[Excerpts from point annotation data]
------------------------------------
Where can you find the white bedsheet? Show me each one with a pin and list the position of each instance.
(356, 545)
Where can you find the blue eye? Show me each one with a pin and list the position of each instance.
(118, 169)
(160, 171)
------------------------------------
== THE REQUEST ==
Can you rewrite all of the lines above, with each request kept as it is and every coordinate in the answers scaled by 0.95? Round each scaled value to a whole number, with halves rounded up.

== OUTPUT OF THE EXERCISE ==
Where can you find the white bedsheet? Show me each one with a pin and list the position of each instance.
(338, 518)
Where can you find the blue eye? Show me each one with a pin and list the position of each instance.
(112, 161)
(152, 162)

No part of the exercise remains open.